### SET PROBLEM A
Decide whether each of these statements agrees with the majado de verde recipe. For each, answer yes or no and quote the words of the recipe that decide it. (i) The plantains are boiled for 30 minutes or until soft. (ii) The mashed plantains should be completely smooth. (iii) Majado can also be made with green bananas.
-=-=-=-=-
Majado de verde, also called just majado o majao, is a dish made by boiling green plantains, mashing them and then mixing them with refrito or sofrito of onions, garlic and achiote or annatto. Majado de verde, translates literally as mashed green plantains, is very popular breakfast and brunch dish; though I love it for lunch or even dinner. It is more common to find this majado or green plantain mash in the coastal areas of Ecuador; but it is also popular in the Highlands or Sierra. While majado is usually made with green plantains, it can also be made with green bananas.
Majado de verde or mashed plantains
- 3-4 green plantains peeled and cut in rounds (each plantain can be cut into 3-4 pieces)
- 1-2 tbs butter or oil
- 1 white onion diced
- 4 garlic cloves crushed
- ½ tsp achiote powder or ground annatto
- Salt and pepper to taste
- Fried egg
- Queso fresco
- Aji criollo hot sauce
- Boil the plantains for 30 minutes or until soft.
- Mash the plantains using a fork or potato masher. The consistency should have some small chunks, if it’s too smooth it will stick together.
- Prepare a refrito by heating the butter or oil over medium low heat, add the diced onion, crushed garlic, achiote or annatto, salt and pepper. Cook until the onions are soft and translucent, about 7-10 minutes.
- Add the mashed plantains to the refrito and cook for 10-12 minutes, stirring occasionally. Taste and add additional salt/pepper if needed.
- Serve immediately with a fried egg, slices of fresh cheese, avocado slices and aji criollo.
-=-=-=-=-
### SET PROBLEM B
Express the lines of the entries below as a JSON list of strings, one string per line, leaving out any blank lines.
-=-=-=-=-
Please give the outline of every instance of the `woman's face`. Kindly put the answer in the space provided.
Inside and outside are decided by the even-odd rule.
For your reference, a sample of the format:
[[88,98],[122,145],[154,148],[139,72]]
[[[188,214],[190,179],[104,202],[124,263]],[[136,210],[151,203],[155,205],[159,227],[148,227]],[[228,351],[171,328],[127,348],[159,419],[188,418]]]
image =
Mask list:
-=-=-=-=-
### WRITTEN RESPONSE A
(i) Yes: "Boil the plantains for 30 minutes or until soft."
(ii) No: "The consistency should have some small chunks, if it’s too smooth it will stick together."
(iii) Yes: "it can also be made with green bananas."

### WRITTEN RESPONSE B
[
  "Please give the outline of every instance of the `woman's face`. Kindly put the answer in the space provided.",
  "Inside and outside are decided by the even-odd rule.",
  "For your reference, a sample of the format:",
  "[[88,98],[122,145],[154,148],[139,72]]",
  "[[[188,214],[190,179],[104,202],[124,263]],[[136,210],[151,203],[155,205],[159,227],[148,227]],[[228,351],[171,328],[127,348],[159,419],[188,418]]]",
  "image =",
  "Mask list:"
]